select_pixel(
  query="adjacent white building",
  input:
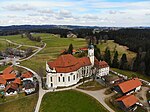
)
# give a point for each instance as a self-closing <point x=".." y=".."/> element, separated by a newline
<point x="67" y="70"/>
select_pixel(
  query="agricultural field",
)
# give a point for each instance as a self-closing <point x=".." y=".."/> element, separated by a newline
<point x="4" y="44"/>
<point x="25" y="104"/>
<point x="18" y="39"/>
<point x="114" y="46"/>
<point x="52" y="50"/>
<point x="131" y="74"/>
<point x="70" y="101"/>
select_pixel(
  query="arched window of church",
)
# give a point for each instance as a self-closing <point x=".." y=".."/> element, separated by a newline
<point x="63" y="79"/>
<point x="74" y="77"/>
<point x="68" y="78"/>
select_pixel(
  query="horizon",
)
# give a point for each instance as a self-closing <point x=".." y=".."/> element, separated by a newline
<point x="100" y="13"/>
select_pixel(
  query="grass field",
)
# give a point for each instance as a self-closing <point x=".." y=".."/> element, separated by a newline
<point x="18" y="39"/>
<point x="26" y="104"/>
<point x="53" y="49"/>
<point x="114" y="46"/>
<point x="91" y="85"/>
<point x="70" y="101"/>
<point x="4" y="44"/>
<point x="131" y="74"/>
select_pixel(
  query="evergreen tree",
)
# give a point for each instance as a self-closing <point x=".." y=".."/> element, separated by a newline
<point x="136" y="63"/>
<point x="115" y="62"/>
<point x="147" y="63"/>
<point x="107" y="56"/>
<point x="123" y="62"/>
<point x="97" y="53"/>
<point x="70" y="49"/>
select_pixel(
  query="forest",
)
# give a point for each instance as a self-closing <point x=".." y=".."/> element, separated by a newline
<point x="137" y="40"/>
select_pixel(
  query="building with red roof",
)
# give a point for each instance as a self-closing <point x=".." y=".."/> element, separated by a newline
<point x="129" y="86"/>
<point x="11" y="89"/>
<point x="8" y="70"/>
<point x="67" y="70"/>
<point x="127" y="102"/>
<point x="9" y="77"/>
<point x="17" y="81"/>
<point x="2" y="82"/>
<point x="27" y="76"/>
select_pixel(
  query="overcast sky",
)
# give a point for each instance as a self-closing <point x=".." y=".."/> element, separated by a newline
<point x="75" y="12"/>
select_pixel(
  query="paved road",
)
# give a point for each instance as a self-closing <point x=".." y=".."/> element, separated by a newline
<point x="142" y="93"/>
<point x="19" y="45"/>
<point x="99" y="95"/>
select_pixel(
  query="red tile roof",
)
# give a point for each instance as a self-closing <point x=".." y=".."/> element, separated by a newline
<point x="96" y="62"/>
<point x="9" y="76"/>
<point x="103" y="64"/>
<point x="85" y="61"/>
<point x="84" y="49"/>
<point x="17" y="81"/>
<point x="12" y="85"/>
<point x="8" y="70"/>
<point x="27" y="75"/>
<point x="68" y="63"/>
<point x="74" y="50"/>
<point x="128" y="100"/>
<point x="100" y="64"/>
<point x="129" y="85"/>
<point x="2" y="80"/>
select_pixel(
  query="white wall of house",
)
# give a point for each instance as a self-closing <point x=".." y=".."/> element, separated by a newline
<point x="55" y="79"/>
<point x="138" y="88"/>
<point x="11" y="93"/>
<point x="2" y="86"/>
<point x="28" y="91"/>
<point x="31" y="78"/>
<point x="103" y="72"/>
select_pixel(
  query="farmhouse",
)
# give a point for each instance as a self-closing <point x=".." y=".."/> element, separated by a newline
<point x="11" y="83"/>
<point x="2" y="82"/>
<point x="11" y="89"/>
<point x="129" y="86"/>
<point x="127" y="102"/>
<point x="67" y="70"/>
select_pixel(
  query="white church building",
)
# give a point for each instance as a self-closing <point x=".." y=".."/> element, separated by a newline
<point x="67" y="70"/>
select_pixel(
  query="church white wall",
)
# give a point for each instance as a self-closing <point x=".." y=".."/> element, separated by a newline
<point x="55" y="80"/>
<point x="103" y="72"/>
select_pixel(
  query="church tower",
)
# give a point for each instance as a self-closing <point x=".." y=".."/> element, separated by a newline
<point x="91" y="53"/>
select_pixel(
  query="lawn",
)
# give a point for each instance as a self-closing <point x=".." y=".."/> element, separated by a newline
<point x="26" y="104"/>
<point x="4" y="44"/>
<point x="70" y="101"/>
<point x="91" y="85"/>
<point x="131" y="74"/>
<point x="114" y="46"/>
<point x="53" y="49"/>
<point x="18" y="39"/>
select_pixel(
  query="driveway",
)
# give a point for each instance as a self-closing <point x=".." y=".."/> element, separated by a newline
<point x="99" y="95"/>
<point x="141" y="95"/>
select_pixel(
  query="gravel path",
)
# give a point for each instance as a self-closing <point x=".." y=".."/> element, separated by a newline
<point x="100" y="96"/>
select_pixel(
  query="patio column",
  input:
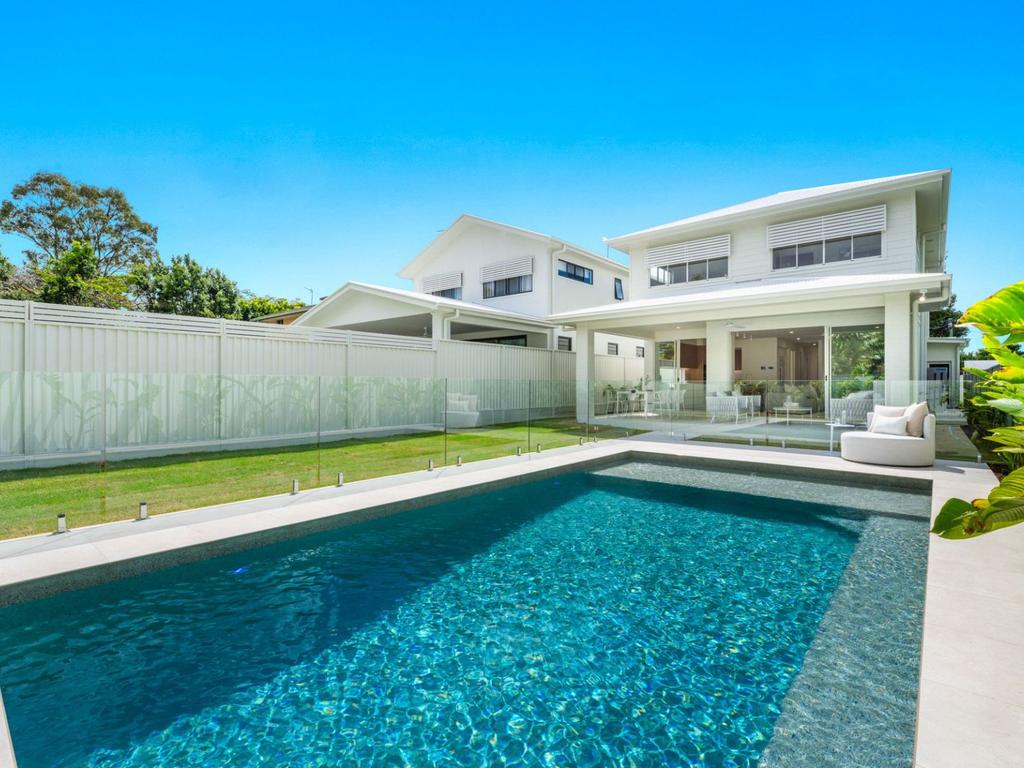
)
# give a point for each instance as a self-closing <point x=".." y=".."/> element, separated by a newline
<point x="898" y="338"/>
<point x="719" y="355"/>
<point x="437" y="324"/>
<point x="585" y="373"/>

• • • •

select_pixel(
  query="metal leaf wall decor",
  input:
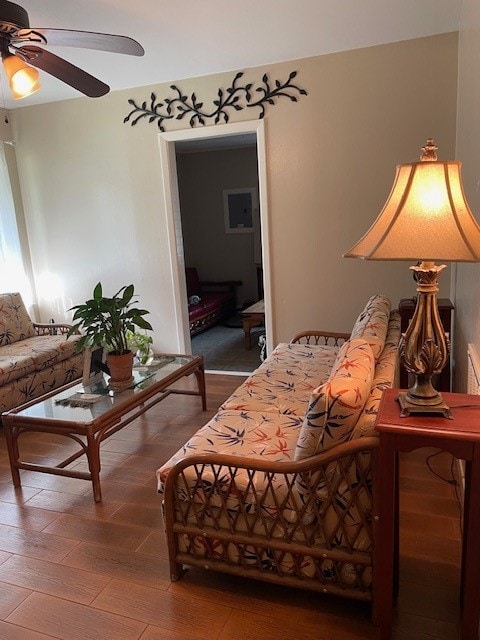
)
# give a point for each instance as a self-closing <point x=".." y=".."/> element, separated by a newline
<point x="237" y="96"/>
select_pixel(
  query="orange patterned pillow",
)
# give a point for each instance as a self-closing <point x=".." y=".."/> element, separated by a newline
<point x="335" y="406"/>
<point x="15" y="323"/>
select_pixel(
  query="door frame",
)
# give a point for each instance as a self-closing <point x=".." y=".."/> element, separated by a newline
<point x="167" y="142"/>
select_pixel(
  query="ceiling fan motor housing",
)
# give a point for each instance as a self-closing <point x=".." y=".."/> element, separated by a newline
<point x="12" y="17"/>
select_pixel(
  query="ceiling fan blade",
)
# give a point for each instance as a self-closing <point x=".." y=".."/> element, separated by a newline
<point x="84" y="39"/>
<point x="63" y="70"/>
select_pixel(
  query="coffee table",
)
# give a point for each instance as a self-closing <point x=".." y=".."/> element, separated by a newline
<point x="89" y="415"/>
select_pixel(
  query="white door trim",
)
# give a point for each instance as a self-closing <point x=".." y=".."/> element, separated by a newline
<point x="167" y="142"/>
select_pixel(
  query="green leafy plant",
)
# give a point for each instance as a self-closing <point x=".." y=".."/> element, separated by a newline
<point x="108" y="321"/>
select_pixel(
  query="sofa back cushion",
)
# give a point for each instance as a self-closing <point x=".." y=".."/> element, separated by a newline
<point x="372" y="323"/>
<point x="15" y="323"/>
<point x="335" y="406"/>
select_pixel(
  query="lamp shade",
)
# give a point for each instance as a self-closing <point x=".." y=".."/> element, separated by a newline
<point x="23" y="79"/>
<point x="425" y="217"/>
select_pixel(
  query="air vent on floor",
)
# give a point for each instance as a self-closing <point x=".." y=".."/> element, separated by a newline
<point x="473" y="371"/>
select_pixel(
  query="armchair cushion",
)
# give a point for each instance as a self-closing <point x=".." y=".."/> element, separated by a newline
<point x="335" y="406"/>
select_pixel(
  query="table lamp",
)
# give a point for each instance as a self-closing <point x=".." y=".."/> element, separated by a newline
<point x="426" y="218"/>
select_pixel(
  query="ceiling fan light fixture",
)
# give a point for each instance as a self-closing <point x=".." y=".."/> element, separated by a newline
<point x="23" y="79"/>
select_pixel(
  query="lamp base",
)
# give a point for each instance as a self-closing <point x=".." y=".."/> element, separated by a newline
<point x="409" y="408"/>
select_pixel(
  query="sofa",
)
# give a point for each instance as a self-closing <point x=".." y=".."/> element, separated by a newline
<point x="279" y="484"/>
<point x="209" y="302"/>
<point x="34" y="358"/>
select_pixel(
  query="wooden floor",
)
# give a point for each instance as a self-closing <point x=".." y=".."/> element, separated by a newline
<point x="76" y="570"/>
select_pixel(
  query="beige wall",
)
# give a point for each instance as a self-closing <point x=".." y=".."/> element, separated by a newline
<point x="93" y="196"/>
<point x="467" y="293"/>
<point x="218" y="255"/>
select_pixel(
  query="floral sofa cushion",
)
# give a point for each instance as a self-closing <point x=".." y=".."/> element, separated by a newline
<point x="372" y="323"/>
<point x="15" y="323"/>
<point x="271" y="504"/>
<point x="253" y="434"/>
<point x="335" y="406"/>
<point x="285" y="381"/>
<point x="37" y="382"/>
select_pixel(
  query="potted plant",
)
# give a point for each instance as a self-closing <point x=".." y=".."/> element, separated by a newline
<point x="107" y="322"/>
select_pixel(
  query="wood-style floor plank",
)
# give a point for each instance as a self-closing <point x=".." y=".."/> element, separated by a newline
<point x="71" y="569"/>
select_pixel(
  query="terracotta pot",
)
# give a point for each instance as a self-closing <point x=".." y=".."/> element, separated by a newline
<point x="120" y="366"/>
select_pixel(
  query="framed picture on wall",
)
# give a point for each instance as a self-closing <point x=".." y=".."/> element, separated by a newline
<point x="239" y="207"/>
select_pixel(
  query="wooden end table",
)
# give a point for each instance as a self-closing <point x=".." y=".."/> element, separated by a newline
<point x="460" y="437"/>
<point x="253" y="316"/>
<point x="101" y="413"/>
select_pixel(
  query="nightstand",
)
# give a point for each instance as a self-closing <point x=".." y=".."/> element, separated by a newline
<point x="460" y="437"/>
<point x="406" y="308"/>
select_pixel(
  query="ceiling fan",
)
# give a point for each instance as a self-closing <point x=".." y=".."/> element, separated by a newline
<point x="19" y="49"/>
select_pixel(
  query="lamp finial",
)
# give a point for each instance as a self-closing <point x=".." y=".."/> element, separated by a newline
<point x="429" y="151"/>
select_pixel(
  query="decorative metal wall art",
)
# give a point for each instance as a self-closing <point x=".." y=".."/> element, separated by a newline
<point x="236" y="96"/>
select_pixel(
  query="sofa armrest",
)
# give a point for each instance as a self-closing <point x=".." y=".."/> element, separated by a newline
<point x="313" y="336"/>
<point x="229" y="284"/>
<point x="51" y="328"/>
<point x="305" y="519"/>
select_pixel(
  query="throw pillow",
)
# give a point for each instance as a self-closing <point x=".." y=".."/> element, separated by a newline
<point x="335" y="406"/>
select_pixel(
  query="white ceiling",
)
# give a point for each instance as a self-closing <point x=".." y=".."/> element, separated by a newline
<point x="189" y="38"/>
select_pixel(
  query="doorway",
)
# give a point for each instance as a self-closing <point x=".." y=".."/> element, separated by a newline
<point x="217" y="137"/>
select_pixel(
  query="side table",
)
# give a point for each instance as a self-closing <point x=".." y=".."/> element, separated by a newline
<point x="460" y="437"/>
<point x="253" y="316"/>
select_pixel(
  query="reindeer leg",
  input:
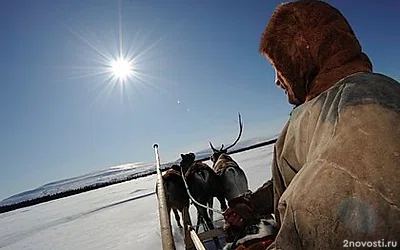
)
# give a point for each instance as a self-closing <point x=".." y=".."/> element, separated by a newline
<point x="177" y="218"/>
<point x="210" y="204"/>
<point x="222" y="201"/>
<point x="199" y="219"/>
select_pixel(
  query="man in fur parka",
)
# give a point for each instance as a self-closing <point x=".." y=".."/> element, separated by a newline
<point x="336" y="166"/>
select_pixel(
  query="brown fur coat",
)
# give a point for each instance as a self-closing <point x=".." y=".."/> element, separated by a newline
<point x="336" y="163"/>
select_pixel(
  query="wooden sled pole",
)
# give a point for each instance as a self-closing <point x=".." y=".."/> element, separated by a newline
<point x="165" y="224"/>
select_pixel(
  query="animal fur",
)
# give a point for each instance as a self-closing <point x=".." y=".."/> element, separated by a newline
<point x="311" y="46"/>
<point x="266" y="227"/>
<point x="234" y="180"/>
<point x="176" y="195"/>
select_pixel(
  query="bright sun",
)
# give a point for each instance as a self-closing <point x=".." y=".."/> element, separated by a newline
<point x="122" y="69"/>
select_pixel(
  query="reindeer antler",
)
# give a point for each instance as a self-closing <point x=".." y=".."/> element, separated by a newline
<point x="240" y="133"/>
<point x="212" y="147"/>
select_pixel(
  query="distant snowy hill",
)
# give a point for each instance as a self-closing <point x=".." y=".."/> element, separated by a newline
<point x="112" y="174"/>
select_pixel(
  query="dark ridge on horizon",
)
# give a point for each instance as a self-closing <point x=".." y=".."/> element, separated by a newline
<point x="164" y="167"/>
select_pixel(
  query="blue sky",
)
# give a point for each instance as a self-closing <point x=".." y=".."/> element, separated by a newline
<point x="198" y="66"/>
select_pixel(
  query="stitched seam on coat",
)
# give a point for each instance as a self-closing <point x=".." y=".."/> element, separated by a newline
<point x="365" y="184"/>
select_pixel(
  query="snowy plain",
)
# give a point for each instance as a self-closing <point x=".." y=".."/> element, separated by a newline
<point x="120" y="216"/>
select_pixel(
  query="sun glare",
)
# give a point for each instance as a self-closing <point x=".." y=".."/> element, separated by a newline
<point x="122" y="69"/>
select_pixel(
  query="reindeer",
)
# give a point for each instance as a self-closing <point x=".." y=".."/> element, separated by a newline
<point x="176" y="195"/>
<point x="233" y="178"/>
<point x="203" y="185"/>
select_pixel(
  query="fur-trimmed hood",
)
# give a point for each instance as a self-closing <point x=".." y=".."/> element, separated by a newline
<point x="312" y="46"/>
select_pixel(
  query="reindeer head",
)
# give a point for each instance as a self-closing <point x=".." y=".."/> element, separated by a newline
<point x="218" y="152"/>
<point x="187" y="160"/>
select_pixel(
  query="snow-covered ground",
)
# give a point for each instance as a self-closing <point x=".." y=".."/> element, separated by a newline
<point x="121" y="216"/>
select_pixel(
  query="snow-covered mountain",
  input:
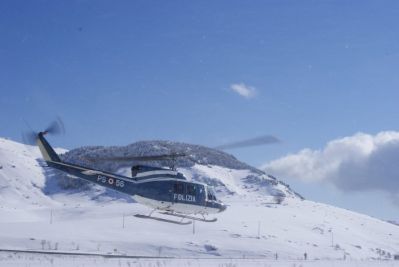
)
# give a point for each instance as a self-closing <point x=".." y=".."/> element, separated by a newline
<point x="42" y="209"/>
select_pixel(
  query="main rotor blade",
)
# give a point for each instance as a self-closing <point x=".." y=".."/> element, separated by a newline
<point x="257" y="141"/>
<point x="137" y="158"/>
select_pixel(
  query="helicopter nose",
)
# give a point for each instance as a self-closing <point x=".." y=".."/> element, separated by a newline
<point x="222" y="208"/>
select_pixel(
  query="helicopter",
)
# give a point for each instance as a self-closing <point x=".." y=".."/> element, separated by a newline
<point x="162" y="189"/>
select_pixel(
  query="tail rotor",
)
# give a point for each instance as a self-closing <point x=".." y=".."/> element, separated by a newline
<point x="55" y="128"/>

• • • •

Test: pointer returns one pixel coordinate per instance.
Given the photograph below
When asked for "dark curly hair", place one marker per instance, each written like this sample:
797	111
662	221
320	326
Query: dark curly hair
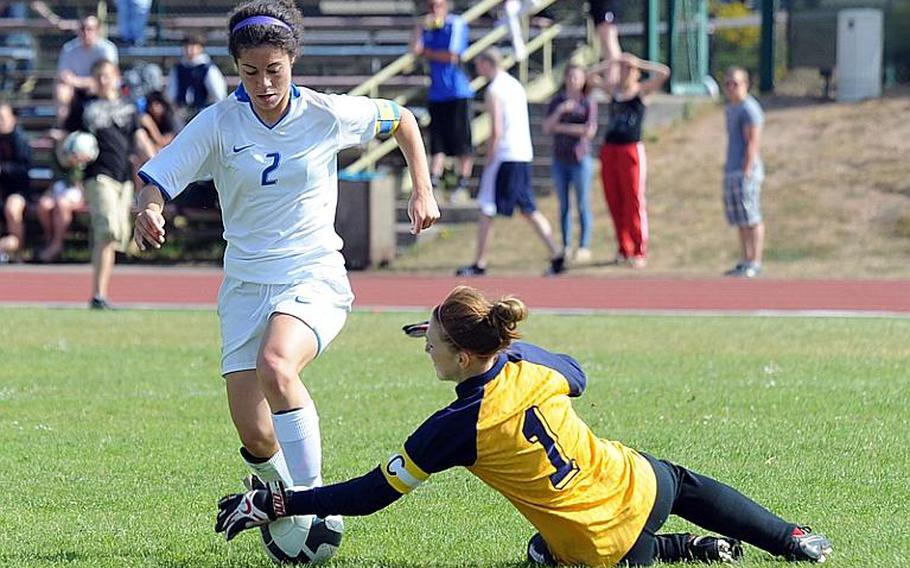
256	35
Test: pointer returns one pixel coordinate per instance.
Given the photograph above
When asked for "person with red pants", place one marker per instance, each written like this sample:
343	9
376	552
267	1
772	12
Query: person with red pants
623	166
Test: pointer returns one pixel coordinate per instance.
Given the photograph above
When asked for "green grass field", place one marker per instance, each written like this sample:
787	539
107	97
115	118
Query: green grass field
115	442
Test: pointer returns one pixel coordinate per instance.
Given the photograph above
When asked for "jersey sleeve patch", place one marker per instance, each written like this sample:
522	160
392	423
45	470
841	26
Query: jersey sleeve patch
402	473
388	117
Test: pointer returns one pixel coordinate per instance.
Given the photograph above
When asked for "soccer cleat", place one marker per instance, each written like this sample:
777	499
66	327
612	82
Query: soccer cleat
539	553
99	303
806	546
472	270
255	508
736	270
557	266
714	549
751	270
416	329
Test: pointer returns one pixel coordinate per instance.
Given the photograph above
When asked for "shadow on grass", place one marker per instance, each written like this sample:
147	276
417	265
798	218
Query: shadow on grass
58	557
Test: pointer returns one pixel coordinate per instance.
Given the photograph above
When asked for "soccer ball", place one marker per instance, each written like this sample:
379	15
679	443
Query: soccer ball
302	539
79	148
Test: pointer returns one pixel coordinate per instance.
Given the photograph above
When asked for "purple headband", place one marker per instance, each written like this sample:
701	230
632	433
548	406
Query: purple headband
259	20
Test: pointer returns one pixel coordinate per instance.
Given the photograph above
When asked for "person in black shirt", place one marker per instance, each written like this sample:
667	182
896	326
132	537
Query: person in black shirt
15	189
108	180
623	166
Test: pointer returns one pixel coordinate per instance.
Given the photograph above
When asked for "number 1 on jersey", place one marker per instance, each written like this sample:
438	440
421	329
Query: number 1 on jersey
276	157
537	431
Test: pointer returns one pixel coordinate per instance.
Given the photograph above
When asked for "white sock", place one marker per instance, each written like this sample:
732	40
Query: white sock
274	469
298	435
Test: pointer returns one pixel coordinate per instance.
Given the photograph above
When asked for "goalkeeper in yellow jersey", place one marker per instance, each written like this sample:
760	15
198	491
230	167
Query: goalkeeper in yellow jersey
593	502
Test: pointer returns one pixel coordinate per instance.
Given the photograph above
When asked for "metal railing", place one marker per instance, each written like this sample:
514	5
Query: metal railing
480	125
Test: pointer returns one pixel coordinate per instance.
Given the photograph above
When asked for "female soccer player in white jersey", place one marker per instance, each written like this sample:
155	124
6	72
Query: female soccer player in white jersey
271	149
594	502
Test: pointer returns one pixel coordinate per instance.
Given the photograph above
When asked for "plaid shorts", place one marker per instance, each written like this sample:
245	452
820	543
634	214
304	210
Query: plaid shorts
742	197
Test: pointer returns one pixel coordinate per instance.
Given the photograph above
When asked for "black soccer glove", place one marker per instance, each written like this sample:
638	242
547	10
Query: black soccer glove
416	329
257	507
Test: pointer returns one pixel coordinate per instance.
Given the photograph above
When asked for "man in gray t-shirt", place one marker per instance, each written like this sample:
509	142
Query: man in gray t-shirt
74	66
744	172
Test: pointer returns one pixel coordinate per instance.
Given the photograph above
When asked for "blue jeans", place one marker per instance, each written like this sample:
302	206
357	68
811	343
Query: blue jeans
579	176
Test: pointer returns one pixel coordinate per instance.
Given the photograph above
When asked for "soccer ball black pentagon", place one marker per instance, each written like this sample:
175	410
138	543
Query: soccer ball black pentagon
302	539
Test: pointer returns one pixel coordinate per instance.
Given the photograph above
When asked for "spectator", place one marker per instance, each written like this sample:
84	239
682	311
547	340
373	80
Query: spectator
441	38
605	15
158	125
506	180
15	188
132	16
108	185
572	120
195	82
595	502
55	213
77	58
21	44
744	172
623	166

• • • •

PROMPT - Copy out each line of the listing that holds the word "roof".

SOLUTION -
  query="building with red roof",
  query="red tile roof",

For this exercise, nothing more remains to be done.